#### RECORDS PROVIDED

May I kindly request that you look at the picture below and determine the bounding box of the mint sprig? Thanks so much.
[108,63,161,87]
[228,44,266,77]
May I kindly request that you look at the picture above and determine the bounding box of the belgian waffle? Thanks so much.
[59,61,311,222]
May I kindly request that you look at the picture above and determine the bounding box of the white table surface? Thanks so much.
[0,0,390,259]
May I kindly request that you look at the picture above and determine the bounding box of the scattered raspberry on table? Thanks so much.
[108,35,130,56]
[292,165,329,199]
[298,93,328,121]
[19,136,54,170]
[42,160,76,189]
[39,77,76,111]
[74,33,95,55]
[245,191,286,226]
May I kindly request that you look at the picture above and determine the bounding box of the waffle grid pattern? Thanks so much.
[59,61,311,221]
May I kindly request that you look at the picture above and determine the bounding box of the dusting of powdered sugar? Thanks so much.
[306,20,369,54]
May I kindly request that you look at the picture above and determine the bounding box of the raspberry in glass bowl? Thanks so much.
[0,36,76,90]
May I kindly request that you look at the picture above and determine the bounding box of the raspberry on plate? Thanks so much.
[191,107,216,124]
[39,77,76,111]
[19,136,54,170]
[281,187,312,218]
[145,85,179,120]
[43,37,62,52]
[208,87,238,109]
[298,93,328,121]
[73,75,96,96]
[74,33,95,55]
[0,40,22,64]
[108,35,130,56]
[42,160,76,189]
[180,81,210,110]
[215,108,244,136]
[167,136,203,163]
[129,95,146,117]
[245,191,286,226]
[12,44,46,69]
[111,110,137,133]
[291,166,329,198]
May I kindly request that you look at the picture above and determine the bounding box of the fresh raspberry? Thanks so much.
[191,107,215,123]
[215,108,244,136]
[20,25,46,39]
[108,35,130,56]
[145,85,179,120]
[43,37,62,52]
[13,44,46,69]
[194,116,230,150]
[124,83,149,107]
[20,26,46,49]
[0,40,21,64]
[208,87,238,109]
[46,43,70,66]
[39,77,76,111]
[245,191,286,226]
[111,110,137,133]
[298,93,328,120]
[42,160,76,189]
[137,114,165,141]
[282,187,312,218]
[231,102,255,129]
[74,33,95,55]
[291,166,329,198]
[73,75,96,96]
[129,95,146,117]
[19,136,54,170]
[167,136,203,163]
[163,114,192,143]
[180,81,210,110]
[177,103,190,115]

########

Reproduce all of the records above word for word, keeping every line in its original order.

May I kindly request that you look at the picture below and determine the bounding box of the mint sprig? Thanks so much.
[108,63,161,87]
[228,44,266,77]
May I kindly request that you look at the picture above and determine the bounding box of the belgian waffle? Thanks so much.
[59,61,311,222]
May I kindly request that you look at the picture above and determine the bounding box of the white table surface? Thanks so much.
[0,0,390,259]
May I kindly request that you look at the picture above and determine the bounding box of the scattered raspberry on table? Thanks so much.
[108,35,130,56]
[292,165,329,199]
[298,93,328,121]
[19,136,54,170]
[42,160,76,189]
[39,77,76,111]
[74,33,95,55]
[245,191,286,226]
May I kindly request that you look at the picture above and determine the bounding box of the waffle grid pattern? Thanks so much.
[59,61,311,221]
May I kindly request that you look at the picture above and determine the bounding box of the dusting of powdered sugar? Thanks so much.
[306,20,369,54]
May I kindly request that you look at the picture above and determine the bounding box of the raspberry in glass bowl? Thanks so much.
[0,36,76,90]
May I kindly request that you look at the picture above and determine the bounding box of the raspberry on plate? Thanks so much.
[191,107,216,124]
[39,77,76,111]
[19,136,54,170]
[281,187,312,218]
[145,85,179,120]
[43,37,62,52]
[208,87,238,109]
[298,93,328,121]
[73,75,96,96]
[74,33,95,55]
[0,40,22,64]
[108,35,130,56]
[42,160,76,189]
[180,81,210,110]
[215,108,244,136]
[167,136,203,163]
[129,95,146,117]
[245,191,286,226]
[12,44,46,69]
[111,110,137,133]
[291,166,329,198]
May I kindly request that you look at the picture above and determine the bounding box of the fresh raspberry? Thanks so much.
[191,107,215,123]
[215,108,244,136]
[20,25,46,39]
[108,35,130,56]
[145,85,179,120]
[43,37,62,52]
[13,44,46,69]
[194,116,230,150]
[124,83,149,107]
[20,26,46,49]
[0,40,21,64]
[208,87,238,109]
[46,43,70,66]
[39,77,76,111]
[245,191,286,226]
[111,110,137,133]
[298,93,328,120]
[42,160,76,189]
[137,114,165,141]
[282,187,312,218]
[231,102,255,129]
[74,33,95,55]
[291,166,329,198]
[73,75,96,96]
[129,95,146,117]
[19,136,54,170]
[167,136,203,163]
[163,114,192,143]
[180,81,210,110]
[177,103,190,115]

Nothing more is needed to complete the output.